#### Исходный текст:

----

Пассионарии не отдыхают!

Люди, годы, жизнь, Проза; Вторник, Август 27, 2013

OLYMPUS DIGITAL CAMERAБеляков С.С. Гумилёв сын Гумилёва: [биография Льва Гумилёва]. – М.: АСТ, 2013. – 797 с.

Дарья ВАЛИКОВА

Если вполне молодого ещё человека Сергея Белякова из Екатеринбургского литературного журнала «Урал» мы знали, в первую очередь, по критическим статьям в «Новом мире», то после выхода сего капитального труда, «самой полной биографии Льва Гумилёва», выяснилось  и то, что по образованию он историк и является весьма дотошным знатоком  легендарной личности.

Стоит признать, что как литератору и историку в одном флаконе ему удалось выстроить увлекательное повествование, где в перипетии поразительной судьбы героя внятное, подробное и критичное изложение его трудов, включая знаменитую пассионарную теорию этногенеза, вписано самым органичным образом.

В силу происхождения (знаменитая фотка с Гумилёвым, Ахматовой и их Гумильвёнком растиражирована, кажется, лишь немногим меньше, нежели те, на которых «наследник, императрица, четыре великих княжны…») и самого факта, что человек неоднократно подвергся репрессиям, отношение к нему среди либеральной интеллигенции было гарантированно почтительным; прижизненная легенда гласила что-то типа: этот гениальный учёный, труды которого не пускают в печать и замалчивают, сидел за отца  вместо матери, которая из-за сына написала восторженные стихи о Сталине, но это им не помогло и т.п.

БкляковПравда, когда эти самые труды в перестройку были полностью обнародованы и стали широко известны, упомянутая интеллигенция была малость фраппирована. Оказалось, что кумир обожал каких-то совсем отмороженных дикарей, татаро-монгол и иже с ними, ну что это? (Нет бы, скажем, благородных европейских рыцарей!)

А ещё – считал, что не бывает отсталых цивилизаций (да как это, сравнил Европу… да с кем угодно!), что всё одно всех ожидает неизбежный упадок и исчезновение (и вершинное достижение прогрессивного человечества, Америку, — тоже?!)  и проч., проч. —  ну куда, спрашивается, всё это годится?

Мало того: утверждал, что сам он – не интеллигент, презирая сие понятие как таковое!!.. Короче, углубляться особо в гумилёвские труды и взгляды охотников там что-то много не нашлось (себе дороже).

----

#### Исходные данные:

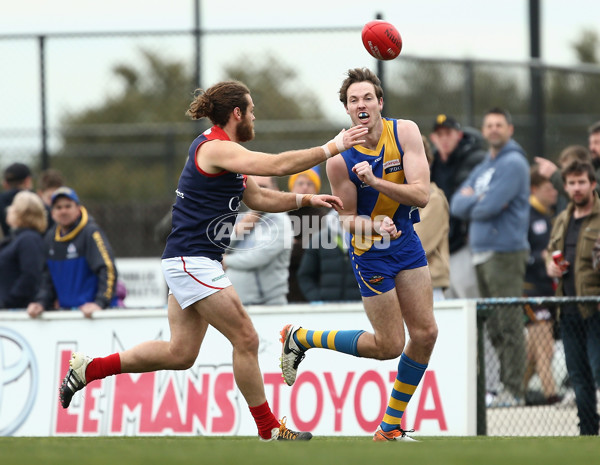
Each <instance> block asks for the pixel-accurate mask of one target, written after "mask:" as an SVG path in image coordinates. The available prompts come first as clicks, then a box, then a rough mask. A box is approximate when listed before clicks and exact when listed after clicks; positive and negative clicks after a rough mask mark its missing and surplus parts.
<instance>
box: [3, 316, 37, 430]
mask: <svg viewBox="0 0 600 465" xmlns="http://www.w3.org/2000/svg"><path fill="white" fill-rule="evenodd" d="M37 390H38V370H37V363H36V360H35V355H34V353H33V350H32V349H31V346H30V345H29V344H28V343H27V341H26V340H25V339H24V338H23V337H22V336H21V335H20V334H19V333H17V332H15V331H13V330H12V329H9V328H3V327H0V436H10V435H11V434H13V433H14V432H15V431H17V430H18V429H19V428H20V427H21V425H22V424H23V423H24V422H25V420H27V417H28V416H29V414H30V413H31V409H32V408H33V404H34V403H35V397H36V394H37Z"/></svg>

----

#### Что сделать:
Кто Сергей Беляков по образованию, если верить рецензии на его биографию Льва Гумилёва?

#### Ваш ответ:
По образованию Сергей Беляков историк.